Copy these lines verbatim, starting at the line containing "Target: white paper scrap on ground" and ending with the line containing "x=358, y=352".

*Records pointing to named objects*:
======

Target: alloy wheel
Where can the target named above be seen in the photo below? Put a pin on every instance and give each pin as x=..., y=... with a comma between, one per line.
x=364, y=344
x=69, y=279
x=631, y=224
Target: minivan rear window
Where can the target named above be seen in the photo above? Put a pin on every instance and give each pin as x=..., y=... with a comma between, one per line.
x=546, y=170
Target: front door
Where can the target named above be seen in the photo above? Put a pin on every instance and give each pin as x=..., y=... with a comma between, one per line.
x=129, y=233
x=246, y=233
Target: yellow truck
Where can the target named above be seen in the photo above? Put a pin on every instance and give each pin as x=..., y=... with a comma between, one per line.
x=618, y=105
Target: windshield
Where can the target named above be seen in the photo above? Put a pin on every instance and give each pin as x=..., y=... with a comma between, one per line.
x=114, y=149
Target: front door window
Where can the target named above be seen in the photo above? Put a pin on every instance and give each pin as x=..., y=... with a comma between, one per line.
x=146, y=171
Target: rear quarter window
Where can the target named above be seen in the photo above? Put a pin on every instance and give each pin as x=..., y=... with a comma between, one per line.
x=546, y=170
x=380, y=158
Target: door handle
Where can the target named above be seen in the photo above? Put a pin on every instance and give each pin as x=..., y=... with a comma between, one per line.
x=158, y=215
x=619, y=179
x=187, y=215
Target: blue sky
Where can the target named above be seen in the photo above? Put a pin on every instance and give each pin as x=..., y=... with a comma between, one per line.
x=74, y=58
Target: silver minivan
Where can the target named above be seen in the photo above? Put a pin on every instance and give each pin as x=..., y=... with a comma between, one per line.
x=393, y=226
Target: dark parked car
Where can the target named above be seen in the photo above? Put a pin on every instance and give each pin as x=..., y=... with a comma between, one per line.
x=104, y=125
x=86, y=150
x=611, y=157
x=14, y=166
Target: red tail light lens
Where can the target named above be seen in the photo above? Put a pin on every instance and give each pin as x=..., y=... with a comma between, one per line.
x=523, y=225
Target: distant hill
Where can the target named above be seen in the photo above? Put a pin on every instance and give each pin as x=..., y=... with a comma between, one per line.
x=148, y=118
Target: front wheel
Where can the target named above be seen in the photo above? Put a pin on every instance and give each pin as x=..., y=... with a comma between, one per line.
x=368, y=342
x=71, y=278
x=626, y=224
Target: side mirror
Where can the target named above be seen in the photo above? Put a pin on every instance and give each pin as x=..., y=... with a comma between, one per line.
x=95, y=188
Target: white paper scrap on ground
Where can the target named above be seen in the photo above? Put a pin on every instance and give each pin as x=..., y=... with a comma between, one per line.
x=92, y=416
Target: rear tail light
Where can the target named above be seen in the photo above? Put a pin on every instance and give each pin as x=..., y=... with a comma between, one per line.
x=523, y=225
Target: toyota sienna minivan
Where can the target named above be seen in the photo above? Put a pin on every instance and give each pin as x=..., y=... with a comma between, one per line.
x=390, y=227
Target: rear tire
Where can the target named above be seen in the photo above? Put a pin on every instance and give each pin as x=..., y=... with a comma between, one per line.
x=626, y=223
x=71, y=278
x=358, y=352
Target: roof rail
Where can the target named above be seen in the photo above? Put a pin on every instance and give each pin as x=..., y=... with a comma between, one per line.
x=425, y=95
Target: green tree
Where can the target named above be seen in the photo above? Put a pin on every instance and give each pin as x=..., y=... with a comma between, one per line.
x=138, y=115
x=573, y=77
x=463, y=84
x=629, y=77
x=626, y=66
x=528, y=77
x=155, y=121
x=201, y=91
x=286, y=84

======

*The result*:
Target: white paper scrap on ground
Where can the target named above be seen in the photo above? Put a pin on every instance and give each pin as x=..., y=... with a comma between, one per line.
x=92, y=416
Target: rear tail light
Where can the target named above be seen in the photo above? Put a pin on every instance and give each pin as x=..., y=... with a comma between, one per line.
x=523, y=225
Target: toyota sienna minivan
Where can the target named above be seen in the photo above? Put a pin on every instance and give each pin as x=..., y=... with a comma between, one per line.
x=390, y=227
Target: rear tire
Where can the target named above be seen in the photo above? Put a pin on every instance and give each pin as x=..., y=... with a comma between, one per line.
x=626, y=223
x=71, y=278
x=358, y=352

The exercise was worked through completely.